### PROVIDED RECORDS:
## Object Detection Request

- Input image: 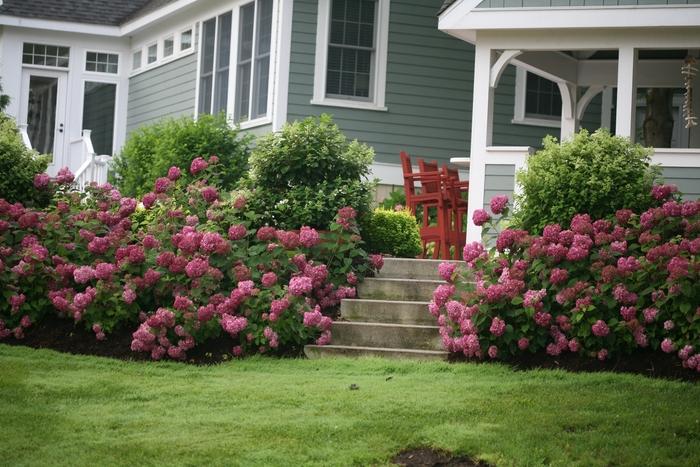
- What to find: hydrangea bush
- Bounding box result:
[0,156,381,360]
[429,185,700,372]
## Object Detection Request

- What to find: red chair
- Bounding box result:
[401,151,450,259]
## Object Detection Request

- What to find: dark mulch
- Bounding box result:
[2,316,700,382]
[2,316,249,365]
[391,448,491,467]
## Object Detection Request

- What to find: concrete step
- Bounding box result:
[332,321,443,350]
[304,345,448,360]
[377,258,466,280]
[340,299,436,325]
[357,277,444,302]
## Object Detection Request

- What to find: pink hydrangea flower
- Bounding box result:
[591,319,610,337]
[438,263,457,282]
[190,157,209,175]
[661,338,676,353]
[299,226,321,248]
[489,316,506,337]
[490,195,508,214]
[289,276,313,296]
[472,209,491,226]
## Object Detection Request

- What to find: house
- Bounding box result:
[0,0,700,214]
[439,0,700,241]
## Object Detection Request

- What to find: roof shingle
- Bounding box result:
[0,0,172,26]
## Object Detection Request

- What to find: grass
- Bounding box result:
[0,345,700,466]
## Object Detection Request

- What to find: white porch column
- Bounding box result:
[557,83,579,141]
[467,40,494,242]
[615,46,638,141]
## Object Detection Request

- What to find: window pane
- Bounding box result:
[202,18,216,74]
[326,0,377,100]
[82,81,117,155]
[180,29,192,50]
[146,44,158,63]
[163,37,175,57]
[525,73,561,118]
[214,13,231,113]
[132,50,141,70]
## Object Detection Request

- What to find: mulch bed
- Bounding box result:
[391,448,491,467]
[2,316,700,382]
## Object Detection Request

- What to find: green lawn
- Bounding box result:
[0,345,700,466]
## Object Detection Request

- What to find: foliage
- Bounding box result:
[0,156,379,359]
[0,114,50,206]
[379,190,406,210]
[111,114,250,196]
[362,208,421,258]
[430,185,700,371]
[514,129,659,232]
[244,115,374,229]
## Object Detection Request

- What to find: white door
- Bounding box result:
[19,68,68,175]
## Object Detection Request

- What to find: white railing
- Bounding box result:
[75,130,112,191]
[17,123,34,149]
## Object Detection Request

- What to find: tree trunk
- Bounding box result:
[643,88,673,148]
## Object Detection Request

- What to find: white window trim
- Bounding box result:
[196,0,280,126]
[130,24,195,76]
[83,48,120,77]
[511,67,561,128]
[311,0,390,111]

### WHAT IS ASKED:
Extract all of the lines above word for word, leaving the pictures out of your answer.

### FINISHED EXERCISE:
## Object Detection Request

- Input image: 
- What to find: hydrangea bush
- Bounding box result:
[0,156,381,360]
[429,185,700,372]
## Object Detection Request

- What to find: red chair
- Bounding box result:
[401,151,450,259]
## Object Detection Request

- What to find: dark mulch
- Bounding box result:
[2,316,700,382]
[2,316,249,365]
[391,448,491,467]
## Object Detection Request

- What to find: concrete step
- Bounding box result:
[332,321,443,350]
[304,345,448,360]
[377,258,466,280]
[340,299,436,325]
[357,277,444,302]
## Object Detection Request

- What to find: pink hydrangea flower
- Bounding box result:
[591,319,610,337]
[438,263,457,282]
[190,157,209,175]
[661,338,676,353]
[299,226,321,248]
[489,316,506,337]
[490,195,508,214]
[289,276,313,296]
[472,209,491,226]
## Object Detection Request

- What to find: house
- Bounding box result:
[0,0,700,214]
[439,0,700,241]
## Object Detection Request

- What to find: roof shingle
- Bounding box result:
[0,0,172,26]
## Object Detection Request

- What to find: grass
- Bounding box result:
[0,345,700,466]
## Object Detection Request

- What to find: white porch column
- Bounding box result:
[557,83,579,141]
[467,40,494,242]
[615,46,638,141]
## Object Detection Request

- What to find: window pane
- Bounding box result:
[202,18,216,74]
[326,0,377,100]
[82,81,117,155]
[180,29,192,50]
[146,44,158,63]
[163,37,175,57]
[525,73,561,118]
[214,13,231,113]
[132,50,141,70]
## Object Detection Request

- What to find: mulch bed
- Bounding box result:
[391,448,491,467]
[2,316,700,382]
## Object Detection Request

- What to find: green lawn
- Bounding box result:
[0,345,700,466]
## Object Detection Request

- What to find: foliage
- Bounding box result:
[0,156,379,359]
[0,114,50,206]
[379,190,406,210]
[111,114,250,196]
[362,208,421,258]
[430,185,700,371]
[514,129,659,232]
[244,115,374,229]
## Object Detection Request

- What to find: white door
- Bounding box result:
[19,68,68,175]
## Object Detection Request

- What to find: white railing
- Bounding box result:
[75,130,112,191]
[17,123,34,149]
## Object Detection Request

- What to find: tree trunk
- Bounding box result:
[643,88,673,148]
## Object Detection Request

- What to find: white window trim
- Bounding box result:
[196,0,280,126]
[130,24,195,76]
[83,48,120,77]
[511,67,561,128]
[311,0,390,111]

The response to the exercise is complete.